The records below are to be copied exactly, with their pictures left out.

====

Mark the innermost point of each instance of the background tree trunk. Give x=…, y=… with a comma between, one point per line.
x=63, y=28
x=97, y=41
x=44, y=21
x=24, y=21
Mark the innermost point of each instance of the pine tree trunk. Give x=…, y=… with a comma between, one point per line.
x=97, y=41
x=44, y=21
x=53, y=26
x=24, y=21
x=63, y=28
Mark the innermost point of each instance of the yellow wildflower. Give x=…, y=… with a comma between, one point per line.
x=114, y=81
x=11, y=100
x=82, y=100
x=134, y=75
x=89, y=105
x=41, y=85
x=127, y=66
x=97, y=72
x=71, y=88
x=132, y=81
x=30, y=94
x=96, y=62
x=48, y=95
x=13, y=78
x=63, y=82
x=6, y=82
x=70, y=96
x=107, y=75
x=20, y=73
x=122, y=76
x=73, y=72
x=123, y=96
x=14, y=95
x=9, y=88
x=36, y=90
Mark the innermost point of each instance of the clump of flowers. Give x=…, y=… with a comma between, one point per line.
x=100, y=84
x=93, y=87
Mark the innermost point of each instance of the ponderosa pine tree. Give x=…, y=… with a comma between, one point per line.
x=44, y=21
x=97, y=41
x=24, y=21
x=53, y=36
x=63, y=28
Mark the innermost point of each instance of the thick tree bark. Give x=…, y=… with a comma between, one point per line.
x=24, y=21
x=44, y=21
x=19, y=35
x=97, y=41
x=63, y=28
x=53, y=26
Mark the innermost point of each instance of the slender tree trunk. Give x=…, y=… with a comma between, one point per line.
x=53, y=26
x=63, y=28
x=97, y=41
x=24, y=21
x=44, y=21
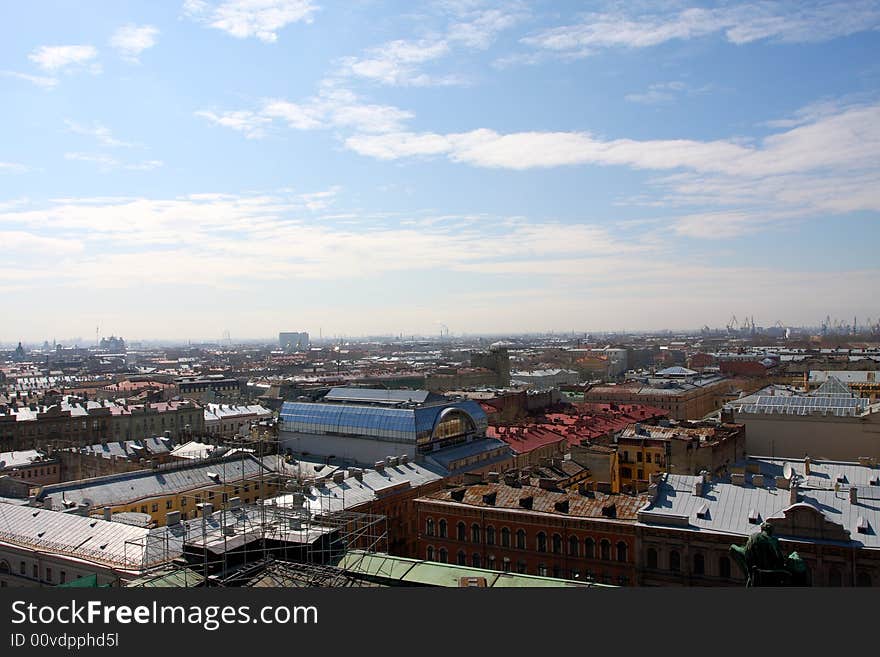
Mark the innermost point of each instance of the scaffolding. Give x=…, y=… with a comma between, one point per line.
x=293, y=530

====

RESULT OF THE TASK
Mark the innermost point of each instance of the background tree trunk. Give x=…, y=… with a comma between, one point per line.
x=63, y=28
x=97, y=41
x=44, y=21
x=24, y=21
Mark the innermost point of each instance of the pine tree trunk. Give x=…, y=… with a comma between, one point per line.
x=97, y=41
x=44, y=21
x=53, y=26
x=24, y=21
x=63, y=28
Mark the innermost point of each instance of the yellow wildflower. Give x=…, y=… with a comma between, one point per line.
x=114, y=81
x=11, y=100
x=82, y=100
x=134, y=75
x=89, y=105
x=41, y=85
x=127, y=66
x=97, y=72
x=71, y=88
x=132, y=81
x=30, y=94
x=96, y=62
x=48, y=95
x=13, y=78
x=63, y=82
x=6, y=82
x=70, y=96
x=107, y=75
x=20, y=73
x=122, y=76
x=73, y=72
x=123, y=96
x=14, y=95
x=9, y=88
x=36, y=90
Mark the innermost point of each instance of the clump of flowers. Give x=…, y=… with a comma between, one point per line.
x=100, y=84
x=93, y=87
Mark the innermost point of each instance of the ponderosa pine tree. Give x=…, y=… with a comma between, one point per line.
x=44, y=21
x=97, y=41
x=24, y=21
x=53, y=36
x=63, y=28
Mark the innermost point of each instance of the thick tree bark. Give x=…, y=… with a comma between, one point per line.
x=24, y=21
x=44, y=21
x=19, y=35
x=97, y=41
x=63, y=28
x=53, y=26
Mark the innermost point of each instance of the slender tree trunk. Give x=…, y=… with a comma between, one point per line.
x=53, y=26
x=63, y=28
x=97, y=41
x=24, y=21
x=44, y=21
Mark the innermost point of each instance of the scaffolding. Give x=…, y=… with a comma between, one point per line.
x=293, y=530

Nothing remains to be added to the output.